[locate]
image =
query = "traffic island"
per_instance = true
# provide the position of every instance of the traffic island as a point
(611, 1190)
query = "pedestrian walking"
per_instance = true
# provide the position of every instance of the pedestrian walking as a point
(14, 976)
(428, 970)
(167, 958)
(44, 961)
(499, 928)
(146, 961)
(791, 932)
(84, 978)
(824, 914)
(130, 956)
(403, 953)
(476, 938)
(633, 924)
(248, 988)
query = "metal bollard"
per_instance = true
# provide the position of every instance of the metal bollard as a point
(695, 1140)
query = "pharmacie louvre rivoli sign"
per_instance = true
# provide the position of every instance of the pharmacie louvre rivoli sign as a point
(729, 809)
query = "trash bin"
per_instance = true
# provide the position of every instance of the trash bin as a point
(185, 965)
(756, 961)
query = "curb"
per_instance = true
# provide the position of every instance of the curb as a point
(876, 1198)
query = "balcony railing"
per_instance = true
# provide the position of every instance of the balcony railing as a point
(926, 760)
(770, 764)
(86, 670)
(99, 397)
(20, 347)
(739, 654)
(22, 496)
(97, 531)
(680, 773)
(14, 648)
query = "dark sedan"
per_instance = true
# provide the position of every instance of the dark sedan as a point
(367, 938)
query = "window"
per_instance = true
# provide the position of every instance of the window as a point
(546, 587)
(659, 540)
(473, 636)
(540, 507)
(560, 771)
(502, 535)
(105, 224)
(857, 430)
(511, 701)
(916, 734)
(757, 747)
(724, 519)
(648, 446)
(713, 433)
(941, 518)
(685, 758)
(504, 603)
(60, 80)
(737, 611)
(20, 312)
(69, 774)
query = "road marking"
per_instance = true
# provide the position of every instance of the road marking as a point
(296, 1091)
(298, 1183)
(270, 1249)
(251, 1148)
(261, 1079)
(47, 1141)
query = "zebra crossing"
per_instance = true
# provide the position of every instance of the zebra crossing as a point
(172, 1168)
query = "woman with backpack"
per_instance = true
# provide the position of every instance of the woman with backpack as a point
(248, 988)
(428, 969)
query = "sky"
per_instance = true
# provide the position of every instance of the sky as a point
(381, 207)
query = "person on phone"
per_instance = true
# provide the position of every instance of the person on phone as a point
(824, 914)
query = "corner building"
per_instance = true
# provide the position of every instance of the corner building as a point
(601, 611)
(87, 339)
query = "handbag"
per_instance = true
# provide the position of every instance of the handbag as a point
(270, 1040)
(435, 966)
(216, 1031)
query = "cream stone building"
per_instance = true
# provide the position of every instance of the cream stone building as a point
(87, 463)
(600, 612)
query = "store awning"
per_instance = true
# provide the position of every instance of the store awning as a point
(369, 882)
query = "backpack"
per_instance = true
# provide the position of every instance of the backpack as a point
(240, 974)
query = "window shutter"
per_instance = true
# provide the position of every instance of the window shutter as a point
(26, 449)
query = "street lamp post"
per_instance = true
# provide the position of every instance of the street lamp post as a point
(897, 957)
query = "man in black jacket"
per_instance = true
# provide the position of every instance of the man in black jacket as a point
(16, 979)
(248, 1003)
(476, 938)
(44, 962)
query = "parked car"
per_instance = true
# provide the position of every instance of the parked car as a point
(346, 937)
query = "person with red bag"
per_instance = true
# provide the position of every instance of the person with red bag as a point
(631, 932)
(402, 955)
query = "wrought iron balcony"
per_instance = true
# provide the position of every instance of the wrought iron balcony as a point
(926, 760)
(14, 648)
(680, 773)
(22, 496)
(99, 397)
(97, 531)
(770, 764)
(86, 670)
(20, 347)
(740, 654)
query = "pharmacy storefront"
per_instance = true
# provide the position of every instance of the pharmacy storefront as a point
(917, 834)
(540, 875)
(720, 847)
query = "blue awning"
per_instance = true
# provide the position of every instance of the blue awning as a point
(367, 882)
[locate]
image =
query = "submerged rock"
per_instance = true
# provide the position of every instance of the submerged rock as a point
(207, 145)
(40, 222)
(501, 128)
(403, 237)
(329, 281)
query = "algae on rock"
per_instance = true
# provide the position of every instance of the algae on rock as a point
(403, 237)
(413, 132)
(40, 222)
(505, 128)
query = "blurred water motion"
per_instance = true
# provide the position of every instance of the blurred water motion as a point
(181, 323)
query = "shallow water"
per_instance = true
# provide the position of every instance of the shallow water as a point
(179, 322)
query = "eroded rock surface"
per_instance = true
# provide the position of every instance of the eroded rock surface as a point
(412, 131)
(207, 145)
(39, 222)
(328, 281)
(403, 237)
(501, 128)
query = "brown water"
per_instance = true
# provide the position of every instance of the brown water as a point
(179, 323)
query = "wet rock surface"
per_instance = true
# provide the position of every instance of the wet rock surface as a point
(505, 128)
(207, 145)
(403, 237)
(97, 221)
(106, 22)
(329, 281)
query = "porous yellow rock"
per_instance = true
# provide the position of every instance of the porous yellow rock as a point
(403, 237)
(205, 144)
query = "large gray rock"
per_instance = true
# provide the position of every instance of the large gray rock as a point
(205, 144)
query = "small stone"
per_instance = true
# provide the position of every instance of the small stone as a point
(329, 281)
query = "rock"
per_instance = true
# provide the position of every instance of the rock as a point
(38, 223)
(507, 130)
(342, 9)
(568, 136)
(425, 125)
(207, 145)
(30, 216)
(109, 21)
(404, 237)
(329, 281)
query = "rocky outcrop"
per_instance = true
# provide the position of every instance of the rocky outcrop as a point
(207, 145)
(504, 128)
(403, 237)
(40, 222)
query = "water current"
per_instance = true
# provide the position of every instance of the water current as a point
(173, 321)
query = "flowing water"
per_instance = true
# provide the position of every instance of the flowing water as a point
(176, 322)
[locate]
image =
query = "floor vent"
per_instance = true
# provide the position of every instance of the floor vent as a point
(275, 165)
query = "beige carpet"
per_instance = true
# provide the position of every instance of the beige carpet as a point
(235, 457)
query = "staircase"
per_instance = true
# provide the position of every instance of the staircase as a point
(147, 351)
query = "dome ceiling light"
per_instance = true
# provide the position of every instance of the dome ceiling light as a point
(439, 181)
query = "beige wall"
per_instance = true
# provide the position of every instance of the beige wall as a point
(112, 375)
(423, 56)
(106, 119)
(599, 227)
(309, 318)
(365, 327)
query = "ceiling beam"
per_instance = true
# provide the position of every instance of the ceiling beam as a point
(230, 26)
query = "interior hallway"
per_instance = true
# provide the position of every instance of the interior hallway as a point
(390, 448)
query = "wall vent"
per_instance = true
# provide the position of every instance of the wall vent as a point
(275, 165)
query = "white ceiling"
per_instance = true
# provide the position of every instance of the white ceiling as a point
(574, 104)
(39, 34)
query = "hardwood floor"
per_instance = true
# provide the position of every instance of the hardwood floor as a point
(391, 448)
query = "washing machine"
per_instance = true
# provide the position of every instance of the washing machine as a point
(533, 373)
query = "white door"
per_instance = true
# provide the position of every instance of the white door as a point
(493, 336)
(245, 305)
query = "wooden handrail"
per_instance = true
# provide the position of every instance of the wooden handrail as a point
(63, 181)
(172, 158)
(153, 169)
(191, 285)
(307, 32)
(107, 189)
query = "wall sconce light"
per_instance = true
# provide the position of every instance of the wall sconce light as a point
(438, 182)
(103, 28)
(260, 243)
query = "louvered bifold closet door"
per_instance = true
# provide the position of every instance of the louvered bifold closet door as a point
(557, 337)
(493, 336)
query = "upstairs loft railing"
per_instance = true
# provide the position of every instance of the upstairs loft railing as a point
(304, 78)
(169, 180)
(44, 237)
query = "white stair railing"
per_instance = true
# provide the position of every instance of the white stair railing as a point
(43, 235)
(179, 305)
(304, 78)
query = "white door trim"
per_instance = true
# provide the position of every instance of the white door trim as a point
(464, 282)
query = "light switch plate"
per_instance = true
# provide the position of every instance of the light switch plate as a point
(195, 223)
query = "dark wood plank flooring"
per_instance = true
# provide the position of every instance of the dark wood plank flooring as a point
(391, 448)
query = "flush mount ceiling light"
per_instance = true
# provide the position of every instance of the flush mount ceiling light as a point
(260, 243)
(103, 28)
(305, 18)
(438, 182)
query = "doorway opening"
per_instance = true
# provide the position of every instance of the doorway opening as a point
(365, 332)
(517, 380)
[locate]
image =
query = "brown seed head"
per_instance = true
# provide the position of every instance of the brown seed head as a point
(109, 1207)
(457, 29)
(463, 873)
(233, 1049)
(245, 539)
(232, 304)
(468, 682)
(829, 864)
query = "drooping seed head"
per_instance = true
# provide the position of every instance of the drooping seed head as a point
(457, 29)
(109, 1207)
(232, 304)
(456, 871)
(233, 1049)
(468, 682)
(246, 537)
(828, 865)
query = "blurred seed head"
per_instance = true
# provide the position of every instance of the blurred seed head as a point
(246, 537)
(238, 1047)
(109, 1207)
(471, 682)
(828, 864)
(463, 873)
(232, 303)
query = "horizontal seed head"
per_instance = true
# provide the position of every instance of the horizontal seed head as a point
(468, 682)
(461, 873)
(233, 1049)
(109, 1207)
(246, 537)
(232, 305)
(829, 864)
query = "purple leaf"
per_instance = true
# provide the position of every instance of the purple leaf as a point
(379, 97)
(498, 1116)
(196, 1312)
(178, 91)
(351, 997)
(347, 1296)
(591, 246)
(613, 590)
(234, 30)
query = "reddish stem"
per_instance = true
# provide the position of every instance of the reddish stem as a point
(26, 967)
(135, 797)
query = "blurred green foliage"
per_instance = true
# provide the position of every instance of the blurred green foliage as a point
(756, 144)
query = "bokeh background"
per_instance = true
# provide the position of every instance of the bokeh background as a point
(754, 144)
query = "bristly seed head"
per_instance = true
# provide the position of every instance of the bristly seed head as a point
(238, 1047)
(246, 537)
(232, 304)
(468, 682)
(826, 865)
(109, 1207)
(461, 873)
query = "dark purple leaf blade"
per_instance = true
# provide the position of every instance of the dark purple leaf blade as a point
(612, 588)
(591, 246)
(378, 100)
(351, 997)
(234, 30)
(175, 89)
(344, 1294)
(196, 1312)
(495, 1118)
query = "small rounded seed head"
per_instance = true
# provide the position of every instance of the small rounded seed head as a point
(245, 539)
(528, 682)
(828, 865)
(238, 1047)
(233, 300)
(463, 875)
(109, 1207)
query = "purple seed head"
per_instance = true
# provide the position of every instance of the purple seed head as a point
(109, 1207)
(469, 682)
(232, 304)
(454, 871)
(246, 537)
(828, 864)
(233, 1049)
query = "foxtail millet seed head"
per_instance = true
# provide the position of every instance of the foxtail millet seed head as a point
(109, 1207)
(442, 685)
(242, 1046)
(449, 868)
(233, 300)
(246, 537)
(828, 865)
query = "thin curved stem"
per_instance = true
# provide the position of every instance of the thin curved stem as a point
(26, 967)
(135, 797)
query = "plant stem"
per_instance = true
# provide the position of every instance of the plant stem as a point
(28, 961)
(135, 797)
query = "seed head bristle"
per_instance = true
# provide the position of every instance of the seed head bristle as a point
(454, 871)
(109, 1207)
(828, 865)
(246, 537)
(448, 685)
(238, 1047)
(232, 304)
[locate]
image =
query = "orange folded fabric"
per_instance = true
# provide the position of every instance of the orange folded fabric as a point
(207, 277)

• ACTIVITY:
Copy verbatim the span of lines that begins with the line holding "# provide the position of every instance of the plant" and ends at the last line of the records.

• ANSWER TO THIS PROBLEM:
# provide the position of every instance of the plant stem as a point
(28, 961)
(135, 797)
query = "seed head bristle"
per_instance = true
# provide the position of every instance of the seed head bristle as a point
(454, 871)
(109, 1207)
(828, 865)
(246, 537)
(448, 685)
(238, 1047)
(232, 304)
[locate]
image =
query = "orange folded fabric"
per_instance = true
# provide the position of every instance of the orange folded fabric as a point
(207, 277)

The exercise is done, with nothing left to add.